• OBJECTIVE:
Copy out every record precisely.
━━━ LISTING ━━━
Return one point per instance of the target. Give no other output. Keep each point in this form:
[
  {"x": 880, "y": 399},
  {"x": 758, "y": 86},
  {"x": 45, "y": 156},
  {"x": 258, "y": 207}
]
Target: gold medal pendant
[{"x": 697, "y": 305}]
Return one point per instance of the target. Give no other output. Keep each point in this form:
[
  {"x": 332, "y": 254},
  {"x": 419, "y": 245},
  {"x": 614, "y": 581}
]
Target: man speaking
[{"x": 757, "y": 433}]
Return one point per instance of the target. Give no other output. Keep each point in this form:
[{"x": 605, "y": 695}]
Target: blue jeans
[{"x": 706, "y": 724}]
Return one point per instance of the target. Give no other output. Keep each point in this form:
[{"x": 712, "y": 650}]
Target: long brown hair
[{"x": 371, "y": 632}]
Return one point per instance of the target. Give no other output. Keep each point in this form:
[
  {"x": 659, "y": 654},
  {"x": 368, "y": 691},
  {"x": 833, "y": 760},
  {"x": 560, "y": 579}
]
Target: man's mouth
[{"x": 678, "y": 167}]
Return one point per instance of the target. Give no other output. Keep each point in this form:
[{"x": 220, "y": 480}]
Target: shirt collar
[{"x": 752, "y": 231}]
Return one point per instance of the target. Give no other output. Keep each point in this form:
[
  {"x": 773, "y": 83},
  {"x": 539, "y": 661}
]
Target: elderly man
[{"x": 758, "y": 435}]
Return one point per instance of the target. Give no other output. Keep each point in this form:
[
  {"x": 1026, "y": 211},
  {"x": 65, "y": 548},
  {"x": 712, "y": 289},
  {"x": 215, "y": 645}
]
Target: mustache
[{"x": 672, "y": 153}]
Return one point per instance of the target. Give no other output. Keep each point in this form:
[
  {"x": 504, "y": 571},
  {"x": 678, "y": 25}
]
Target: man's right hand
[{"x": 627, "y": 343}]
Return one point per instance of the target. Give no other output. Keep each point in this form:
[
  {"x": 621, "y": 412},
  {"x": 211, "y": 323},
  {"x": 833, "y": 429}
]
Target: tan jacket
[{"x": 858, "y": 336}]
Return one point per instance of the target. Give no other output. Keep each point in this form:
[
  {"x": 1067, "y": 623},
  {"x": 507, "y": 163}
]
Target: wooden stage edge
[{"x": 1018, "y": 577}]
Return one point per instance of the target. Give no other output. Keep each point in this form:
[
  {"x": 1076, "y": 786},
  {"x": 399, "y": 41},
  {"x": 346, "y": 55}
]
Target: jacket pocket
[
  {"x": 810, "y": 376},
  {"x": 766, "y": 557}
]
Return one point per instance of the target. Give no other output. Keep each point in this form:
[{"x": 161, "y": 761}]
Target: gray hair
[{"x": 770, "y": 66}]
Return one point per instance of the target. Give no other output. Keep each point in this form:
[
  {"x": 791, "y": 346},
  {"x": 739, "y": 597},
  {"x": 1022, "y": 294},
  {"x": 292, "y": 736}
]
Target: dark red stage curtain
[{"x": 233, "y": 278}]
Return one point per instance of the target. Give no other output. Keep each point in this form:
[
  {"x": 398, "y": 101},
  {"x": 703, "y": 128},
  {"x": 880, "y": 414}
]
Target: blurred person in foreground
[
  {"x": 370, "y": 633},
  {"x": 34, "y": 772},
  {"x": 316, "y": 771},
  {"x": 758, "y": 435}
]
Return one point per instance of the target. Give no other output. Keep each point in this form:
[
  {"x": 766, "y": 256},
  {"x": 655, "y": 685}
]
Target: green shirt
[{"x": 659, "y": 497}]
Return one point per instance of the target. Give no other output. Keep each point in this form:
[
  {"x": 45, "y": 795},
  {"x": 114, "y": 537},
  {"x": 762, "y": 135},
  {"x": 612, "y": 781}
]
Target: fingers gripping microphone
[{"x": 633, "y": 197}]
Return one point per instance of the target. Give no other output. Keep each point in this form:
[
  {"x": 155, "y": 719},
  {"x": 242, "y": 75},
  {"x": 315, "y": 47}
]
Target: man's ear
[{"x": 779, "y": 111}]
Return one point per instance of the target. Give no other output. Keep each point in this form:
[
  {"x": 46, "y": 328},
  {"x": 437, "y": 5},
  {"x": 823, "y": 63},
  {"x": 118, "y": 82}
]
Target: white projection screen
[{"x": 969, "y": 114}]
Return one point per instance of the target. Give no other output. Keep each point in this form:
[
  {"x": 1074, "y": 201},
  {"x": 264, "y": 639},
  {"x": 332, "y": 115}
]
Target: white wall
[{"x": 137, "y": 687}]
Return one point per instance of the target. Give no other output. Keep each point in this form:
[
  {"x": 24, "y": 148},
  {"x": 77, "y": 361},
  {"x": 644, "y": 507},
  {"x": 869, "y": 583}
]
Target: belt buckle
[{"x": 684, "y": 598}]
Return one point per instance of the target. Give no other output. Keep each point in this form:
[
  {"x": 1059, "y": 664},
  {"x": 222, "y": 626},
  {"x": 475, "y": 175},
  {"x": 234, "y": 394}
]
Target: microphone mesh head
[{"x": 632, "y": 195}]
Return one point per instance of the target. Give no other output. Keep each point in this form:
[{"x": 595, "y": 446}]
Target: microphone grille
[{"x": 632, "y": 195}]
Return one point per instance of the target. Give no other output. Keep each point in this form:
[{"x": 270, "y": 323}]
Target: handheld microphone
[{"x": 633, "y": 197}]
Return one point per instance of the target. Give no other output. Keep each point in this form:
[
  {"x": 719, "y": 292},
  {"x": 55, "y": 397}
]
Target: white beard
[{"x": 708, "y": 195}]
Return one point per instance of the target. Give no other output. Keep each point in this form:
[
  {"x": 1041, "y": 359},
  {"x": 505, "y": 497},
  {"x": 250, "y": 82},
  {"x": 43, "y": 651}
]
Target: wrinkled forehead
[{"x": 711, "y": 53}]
━━━
• REPLY:
Return one point per instance of the target. Give no other output. Keep each point in this form:
[
  {"x": 880, "y": 399},
  {"x": 758, "y": 86},
  {"x": 45, "y": 156},
  {"x": 258, "y": 207}
]
Target: gold medal pendant
[{"x": 697, "y": 305}]
Return one point per instance of the target. Give no other output. Keep each point in this form:
[
  {"x": 332, "y": 254},
  {"x": 419, "y": 245},
  {"x": 614, "y": 581}
]
Target: man speaking
[{"x": 757, "y": 433}]
Return one point per instance of the target. Give no other output. Keep each point in this form:
[{"x": 605, "y": 695}]
Target: blue jeans
[{"x": 706, "y": 724}]
Return one point per instance of the target. Give no other output. Keep each point in this form:
[{"x": 712, "y": 650}]
Target: long brown hair
[{"x": 371, "y": 632}]
Return one point per instance of the target. Give no other output. Keep each point in this form:
[
  {"x": 659, "y": 654},
  {"x": 368, "y": 691},
  {"x": 833, "y": 760},
  {"x": 560, "y": 579}
]
Target: man's mouth
[{"x": 678, "y": 167}]
Return one point per instance of the target. Give no other output. Keep each point in this form:
[{"x": 220, "y": 480}]
Target: shirt collar
[{"x": 752, "y": 231}]
Return one point per instance of the target. Give no other output. Keep each point in this form:
[
  {"x": 773, "y": 83},
  {"x": 539, "y": 661}
]
Target: elderly man
[{"x": 758, "y": 435}]
Return one point per instance of the target. Give no other output. Keep each point in this form:
[
  {"x": 1026, "y": 211},
  {"x": 65, "y": 548},
  {"x": 712, "y": 289},
  {"x": 215, "y": 645}
]
Target: mustache
[{"x": 672, "y": 153}]
Return one point per instance of the target. Give no other output. Keep each point in this form:
[
  {"x": 504, "y": 571},
  {"x": 678, "y": 25}
]
Target: man's right hand
[{"x": 627, "y": 343}]
Return one point per instance of the target. Give no other output. Keep each point in this form:
[
  {"x": 621, "y": 412},
  {"x": 211, "y": 323},
  {"x": 833, "y": 429}
]
Target: tan jacket
[{"x": 858, "y": 336}]
Return one point per instance of the target. Give no other output. Keep each point in this form:
[
  {"x": 1067, "y": 623},
  {"x": 507, "y": 163}
]
Target: wooden stage edge
[{"x": 1018, "y": 577}]
Return one point per instance of the target. Give no other output. Keep each point in this form:
[
  {"x": 1076, "y": 786},
  {"x": 399, "y": 41},
  {"x": 346, "y": 55}
]
Target: jacket pocket
[
  {"x": 810, "y": 376},
  {"x": 766, "y": 557}
]
Return one point per instance of the target. Give no other output. Keep each point in this form:
[{"x": 161, "y": 761}]
Target: gray hair
[{"x": 770, "y": 66}]
Return one point per instance of the target. Give no other output. Keep each point in this form:
[
  {"x": 791, "y": 346},
  {"x": 739, "y": 597},
  {"x": 1022, "y": 294},
  {"x": 292, "y": 736}
]
Target: dark red stage curtain
[{"x": 233, "y": 278}]
Return one point per instance of the target. Give no other output. Keep each point in this form:
[
  {"x": 398, "y": 101},
  {"x": 703, "y": 128},
  {"x": 880, "y": 414}
]
Target: blurred person in foreground
[
  {"x": 370, "y": 633},
  {"x": 34, "y": 772},
  {"x": 316, "y": 771},
  {"x": 758, "y": 435}
]
Return one point per instance of the target. Give no other output. Keep each point in this form:
[
  {"x": 766, "y": 256},
  {"x": 655, "y": 685}
]
Target: green shirt
[{"x": 659, "y": 497}]
Return one point per instance of the target. Give no other output. Keep each point in this form:
[
  {"x": 45, "y": 795},
  {"x": 114, "y": 537},
  {"x": 762, "y": 135},
  {"x": 612, "y": 781}
]
Target: fingers gripping microphone
[{"x": 633, "y": 197}]
Return one point per instance of the target. Give no other output. Keep each point in this form:
[
  {"x": 155, "y": 719},
  {"x": 242, "y": 75},
  {"x": 315, "y": 47}
]
Target: man's ear
[{"x": 779, "y": 111}]
Return one point per instance of the target. Give no other output. Keep each point in this form:
[
  {"x": 46, "y": 328},
  {"x": 437, "y": 5},
  {"x": 823, "y": 63},
  {"x": 118, "y": 82}
]
Target: white projection screen
[{"x": 969, "y": 114}]
Return one point per instance of the target. Give no other output. Keep each point in this form:
[
  {"x": 1074, "y": 201},
  {"x": 264, "y": 639},
  {"x": 332, "y": 115}
]
Target: white wall
[{"x": 137, "y": 687}]
Return one point per instance of the target. Give no other output. Keep each point in this form:
[
  {"x": 24, "y": 148},
  {"x": 77, "y": 361},
  {"x": 644, "y": 507},
  {"x": 869, "y": 583}
]
Target: belt buckle
[{"x": 684, "y": 598}]
Return one point per instance of the target. Give no other output. Keep each point in this form:
[
  {"x": 1059, "y": 664},
  {"x": 222, "y": 626},
  {"x": 475, "y": 175},
  {"x": 234, "y": 394}
]
Target: microphone mesh head
[{"x": 632, "y": 195}]
Return one point per instance of the target. Give no other output. Keep each point in this form:
[{"x": 595, "y": 446}]
Target: microphone grille
[{"x": 632, "y": 195}]
Return one point per instance of the target. Give no other output. Keep each point in this form:
[{"x": 270, "y": 323}]
Target: handheld microphone
[{"x": 633, "y": 197}]
Return one point per instance of the target. Give no other output. Keep each point in this form:
[
  {"x": 719, "y": 292},
  {"x": 55, "y": 397}
]
Target: white beard
[{"x": 708, "y": 195}]
Return one point per instance of the target. Give no other output. Keep each point in this form:
[
  {"x": 1041, "y": 359},
  {"x": 505, "y": 497},
  {"x": 250, "y": 82},
  {"x": 43, "y": 651}
]
Target: wrinkled forehead
[{"x": 711, "y": 53}]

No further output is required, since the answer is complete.